(Point localization data)
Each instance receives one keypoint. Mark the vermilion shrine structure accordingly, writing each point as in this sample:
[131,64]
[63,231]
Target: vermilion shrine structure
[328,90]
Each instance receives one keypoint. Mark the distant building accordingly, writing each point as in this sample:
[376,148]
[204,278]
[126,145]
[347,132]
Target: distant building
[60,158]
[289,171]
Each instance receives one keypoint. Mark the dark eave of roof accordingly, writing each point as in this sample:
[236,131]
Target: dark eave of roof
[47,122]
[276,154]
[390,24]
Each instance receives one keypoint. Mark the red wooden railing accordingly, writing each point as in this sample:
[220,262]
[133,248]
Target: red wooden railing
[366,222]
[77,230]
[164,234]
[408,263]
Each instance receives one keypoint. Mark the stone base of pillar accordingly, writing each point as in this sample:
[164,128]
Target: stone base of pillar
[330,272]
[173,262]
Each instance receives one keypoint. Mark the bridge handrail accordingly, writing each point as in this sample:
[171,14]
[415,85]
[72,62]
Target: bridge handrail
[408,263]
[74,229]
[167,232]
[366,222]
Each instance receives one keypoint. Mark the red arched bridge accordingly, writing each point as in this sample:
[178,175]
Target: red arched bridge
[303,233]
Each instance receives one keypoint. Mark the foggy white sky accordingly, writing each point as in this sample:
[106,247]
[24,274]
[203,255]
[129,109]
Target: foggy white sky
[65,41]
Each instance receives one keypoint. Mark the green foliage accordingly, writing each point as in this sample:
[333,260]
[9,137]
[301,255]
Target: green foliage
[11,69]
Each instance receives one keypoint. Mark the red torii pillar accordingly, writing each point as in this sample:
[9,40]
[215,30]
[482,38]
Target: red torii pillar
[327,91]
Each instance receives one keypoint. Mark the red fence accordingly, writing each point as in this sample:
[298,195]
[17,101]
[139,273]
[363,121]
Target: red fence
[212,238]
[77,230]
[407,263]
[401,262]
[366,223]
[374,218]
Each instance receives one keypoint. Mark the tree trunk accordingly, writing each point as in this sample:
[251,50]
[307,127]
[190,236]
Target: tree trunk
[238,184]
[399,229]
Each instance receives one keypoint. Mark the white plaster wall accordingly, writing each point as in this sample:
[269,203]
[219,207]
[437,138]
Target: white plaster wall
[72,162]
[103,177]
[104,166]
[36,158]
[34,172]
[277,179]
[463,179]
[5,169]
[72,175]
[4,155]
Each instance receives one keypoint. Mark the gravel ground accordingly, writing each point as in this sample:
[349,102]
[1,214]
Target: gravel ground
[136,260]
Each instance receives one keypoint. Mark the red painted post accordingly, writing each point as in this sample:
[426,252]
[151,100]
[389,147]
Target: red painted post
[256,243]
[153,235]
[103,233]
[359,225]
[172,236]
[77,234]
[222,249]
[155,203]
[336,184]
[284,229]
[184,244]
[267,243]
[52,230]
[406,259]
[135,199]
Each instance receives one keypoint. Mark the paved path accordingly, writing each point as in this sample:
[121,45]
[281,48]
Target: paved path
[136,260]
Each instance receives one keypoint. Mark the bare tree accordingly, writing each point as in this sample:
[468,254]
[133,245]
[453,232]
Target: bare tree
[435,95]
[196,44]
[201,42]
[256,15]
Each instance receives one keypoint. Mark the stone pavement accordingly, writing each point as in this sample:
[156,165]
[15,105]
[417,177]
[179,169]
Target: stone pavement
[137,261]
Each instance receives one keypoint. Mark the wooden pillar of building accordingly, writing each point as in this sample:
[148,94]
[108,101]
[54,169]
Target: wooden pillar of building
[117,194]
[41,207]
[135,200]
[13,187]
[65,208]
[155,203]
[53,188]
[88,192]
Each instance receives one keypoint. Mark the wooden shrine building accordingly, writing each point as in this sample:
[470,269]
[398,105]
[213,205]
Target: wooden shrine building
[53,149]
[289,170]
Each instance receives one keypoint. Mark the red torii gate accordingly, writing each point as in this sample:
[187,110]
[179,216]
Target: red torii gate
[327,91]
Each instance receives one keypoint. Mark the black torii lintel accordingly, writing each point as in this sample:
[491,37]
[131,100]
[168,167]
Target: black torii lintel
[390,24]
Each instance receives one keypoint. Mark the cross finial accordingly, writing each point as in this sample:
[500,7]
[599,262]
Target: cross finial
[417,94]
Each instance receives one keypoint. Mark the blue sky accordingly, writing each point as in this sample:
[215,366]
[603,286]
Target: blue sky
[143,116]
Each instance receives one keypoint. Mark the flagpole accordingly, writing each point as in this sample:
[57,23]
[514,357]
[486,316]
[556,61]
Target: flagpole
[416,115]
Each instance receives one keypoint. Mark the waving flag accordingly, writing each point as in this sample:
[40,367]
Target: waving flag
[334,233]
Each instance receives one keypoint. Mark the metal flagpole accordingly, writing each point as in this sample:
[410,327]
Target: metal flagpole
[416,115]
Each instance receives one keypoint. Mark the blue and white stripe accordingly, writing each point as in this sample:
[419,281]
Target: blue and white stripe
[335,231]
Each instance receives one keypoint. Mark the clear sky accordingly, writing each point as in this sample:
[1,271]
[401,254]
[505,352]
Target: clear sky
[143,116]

_Task item:_
Transcribe each entry. Leave nothing out.

_Reply to the task:_
Each instance receives one keypoint. Mark the vermilion shrine structure accordingly, writing each point as in this sample:
[131,64]
[63,231]
Target: vermilion shrine structure
[328,90]
Each instance receives one keypoint. Mark the distant building accordingly, writing each point as in this sample:
[376,148]
[204,278]
[126,145]
[347,132]
Target: distant building
[60,158]
[289,171]
Each instance receives one keypoint. Mark the dark eave of roof accordingly, writing each point as in this sample:
[236,131]
Target: dark eave of roof
[47,122]
[276,154]
[390,24]
Each instance receives one keypoint. Mark the red wooden railing accordingly, writing each point as in this sample:
[220,262]
[133,248]
Target: red wooden railing
[366,222]
[77,230]
[164,234]
[408,263]
Each instance receives one keypoint. Mark the stone base of pillar accordingly, writing each point as in this sample:
[164,128]
Target: stone base of pillar
[330,272]
[173,262]
Each instance receives one keypoint. Mark the bridge handrail accordingly, writing each point as in this sample:
[171,14]
[415,85]
[72,62]
Target: bridge handrail
[408,263]
[74,229]
[167,232]
[366,222]
Each instance receives one keypoint. Mark the red arched bridge accordingly, writing each point as in this sample:
[178,175]
Target: red arched bridge
[303,233]
Each instance receives one keypoint. Mark the foggy white sky accordingly, writing each point as in this sample:
[106,247]
[24,274]
[203,255]
[129,109]
Target: foggy white sky
[65,41]
Each instance receives one keypoint. Mark the green foliage accordingly, writing each point as in this sample:
[333,260]
[9,137]
[301,255]
Target: green foliage
[11,69]
Each instance receives one keypoint. Mark the red torii pillar accordingly, writing each point as in this sample:
[9,40]
[215,30]
[482,38]
Target: red torii pillar
[327,91]
Each instance receives one keypoint. Mark the red fence accordingly, writing each point as in this sample:
[298,195]
[17,101]
[139,273]
[363,121]
Target: red fence
[212,238]
[77,230]
[407,263]
[401,262]
[366,223]
[374,218]
Each instance receives one keypoint. Mark the tree trunk accordingly, writing each point as in this sample:
[251,50]
[307,127]
[190,236]
Target: tree trunk
[238,184]
[399,229]
Each instance receives one keypoint. Mark the white plaster wall accordingly, writing each point as in this sample:
[269,203]
[219,207]
[437,138]
Target: white plaster wall
[72,162]
[103,177]
[104,166]
[36,158]
[34,172]
[277,179]
[463,179]
[5,169]
[72,175]
[4,155]
Each instance receives one keypoint. Mark the gravel ground accordingly, writing each point as in this sample:
[349,102]
[1,214]
Target: gravel ground
[136,260]
Each instance receives one keypoint. Mark the red painted post accordingly, writing each point as in this sample:
[426,252]
[151,100]
[389,147]
Target: red painted post
[256,243]
[153,235]
[103,233]
[359,225]
[172,236]
[77,234]
[222,249]
[155,203]
[336,184]
[284,229]
[184,244]
[267,243]
[52,230]
[406,259]
[135,199]
Each instance receives one keypoint. Mark the paved path accordingly, writing each point as in this sample:
[121,45]
[281,48]
Target: paved path
[136,260]
Each instance receives one keypoint. Mark the bare tree accordingly, writing each point as in this sample:
[468,254]
[133,245]
[453,232]
Target: bare tree
[435,95]
[196,44]
[201,42]
[256,15]
Each instance receives one keypoint. Mark the stone pavement accordingly, writing each point as in this sample:
[156,165]
[15,105]
[417,177]
[179,169]
Target: stone pavement
[137,261]
Each instance receives one keypoint. Mark the wooden pillar of building accordingly, writing each point as in this sample:
[148,94]
[108,101]
[54,169]
Target: wooden pillar of building
[117,194]
[41,207]
[135,200]
[13,187]
[65,208]
[155,203]
[53,188]
[88,192]
Each instance receives one keypoint. Mark the wooden shrine building accordingly, writing each point as in this sample:
[470,269]
[398,105]
[213,205]
Target: wooden shrine building
[53,149]
[289,170]
Each instance receives one keypoint. Mark the red torii gate accordingly, writing each point as in this sample:
[187,110]
[179,216]
Target: red torii gate
[327,91]
Each instance receives one keypoint. Mark the black torii lintel accordingly, writing each point as in this sample:
[491,37]
[131,100]
[168,167]
Target: black torii lintel
[390,24]
Each instance receives one keypoint. Mark the cross finial accordingly, writing each point as in this sample:
[500,7]
[599,262]
Target: cross finial
[417,94]
Each instance receives one keypoint. Mark the blue sky accordingly, writing each point as in this sample:
[215,366]
[603,286]
Target: blue sky
[143,116]
Each instance receives one keypoint. Mark the flagpole accordingly, writing each point as in this sample:
[57,23]
[514,357]
[486,316]
[556,61]
Target: flagpole
[416,115]
Each instance receives one keypoint. Mark the waving flag accordingly, writing each point as in this sample:
[40,367]
Target: waving flag
[334,233]
Each instance receives one keypoint. Mark the metal flagpole accordingly, writing each point as in this sample:
[410,327]
Target: metal flagpole
[416,115]
Each instance receives one keypoint. Mark the blue and white stripe accordingly, writing each point as in this sample:
[419,281]
Target: blue and white stripe
[335,231]
Each instance receives one keypoint. Mark the clear sky accordingly, writing each point as in this sample:
[1,271]
[401,254]
[505,352]
Target: clear sky
[143,116]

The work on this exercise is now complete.